**Document excerpt:**
<<<<

In a February 2019 interview Sedwill said he would retain his role as National Security Adviser to the Prime Minister since becoming Cabinet Secretary is part of moves to make a success of Brexit. In an interview with Civil Service Quarterly, Sedwill said retaining the post would also ensure a "genuine sense of teamwork across and beyond government".

In April 2019 it was reported that Sedwill had written to ministers on the National Security Council and their special advisers after The Daily Telegraph reported details of a meeting about Chinese telecoms company Huawei. Following the meeting of the council, the Telegraph reported that it had agreed to allow Huawei limited access to help build Britain's new 5G network, amid warnings about possible risks to national security. Several cabinet ministers have denied they were involved.

In July 2019, The Times reported that two unnamed senior civil servants had said the 70-year-old Jeremy Corbyn might have to stand down due to health issues. The article drew an angry response from Labour, which denounced the comments as a "scurrilous" attempt to undermine the party's efforts to gain power. Downing Street said that Sedwill would write to Corbyn after the party demanded an inquiry into alleged comments. Corbyn said the civil service has a duty to be non-political.

In November 2019, Sedwill blocked the publication of a document written by civil servants to cost the Labour Party's fiscal plans before a general election. Shadow Chancellor John McDonnell had complained to Treasury Permanent Secretary Tom Scholar in a meeting arguing it would interfere in the upcoming general election.

>>>>

**Raw data:**
<<<<

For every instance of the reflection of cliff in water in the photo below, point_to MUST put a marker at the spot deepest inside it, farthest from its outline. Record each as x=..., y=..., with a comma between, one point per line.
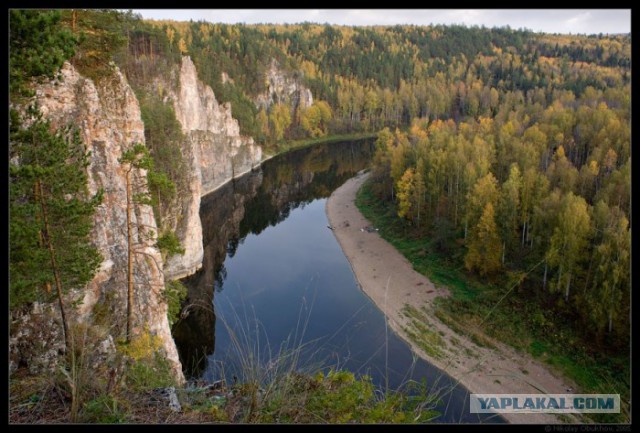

>>>>
<<<<

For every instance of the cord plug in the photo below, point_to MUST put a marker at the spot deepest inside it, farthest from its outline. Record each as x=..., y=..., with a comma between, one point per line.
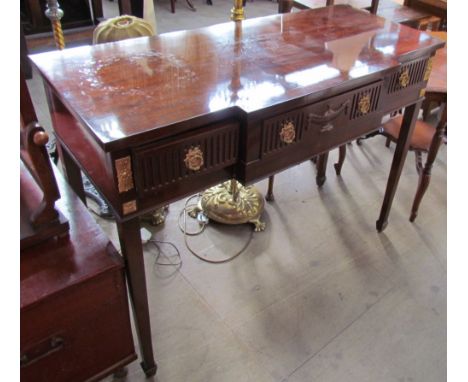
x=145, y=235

>>>>
<<<<

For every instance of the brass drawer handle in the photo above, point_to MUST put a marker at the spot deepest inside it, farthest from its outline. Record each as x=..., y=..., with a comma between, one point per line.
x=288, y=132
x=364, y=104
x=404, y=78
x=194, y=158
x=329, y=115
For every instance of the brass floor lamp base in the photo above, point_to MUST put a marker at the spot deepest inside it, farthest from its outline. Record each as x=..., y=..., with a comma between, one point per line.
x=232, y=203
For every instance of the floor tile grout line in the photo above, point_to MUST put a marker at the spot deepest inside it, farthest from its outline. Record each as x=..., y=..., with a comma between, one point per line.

>>>>

**Required work:**
1. In the passage about Sedwill, do these statements agree with the text? (a) The Times reported that unnamed senior civil servants had said Corbyn might have to stand down over health issues. (b) The Telegraph reported that the council had agreed to give Huawei full access to build the 5G network. (c) John McDonnell complained to Sedwill in a meeting. Answer yes or no for each and quote the deciding words.
2. Which people are named in the passage about Sedwill? List every one.

**Results for each task:**
1.
(a) Yes: "The Times reported that two unnamed senior civil servants had said the 70-year-old Jeremy Corbyn might have to stand down due to health issues."
(b) No: "it had agreed to allow Huawei limited access to help build Britain's new 5G network"
(c) No: "Shadow Chancellor John McDonnell had complained to Treasury Permanent Secretary Tom Scholar in a meeting"

2.
Sedwill
Jeremy Corbyn
John McDonnell
Tom Scholar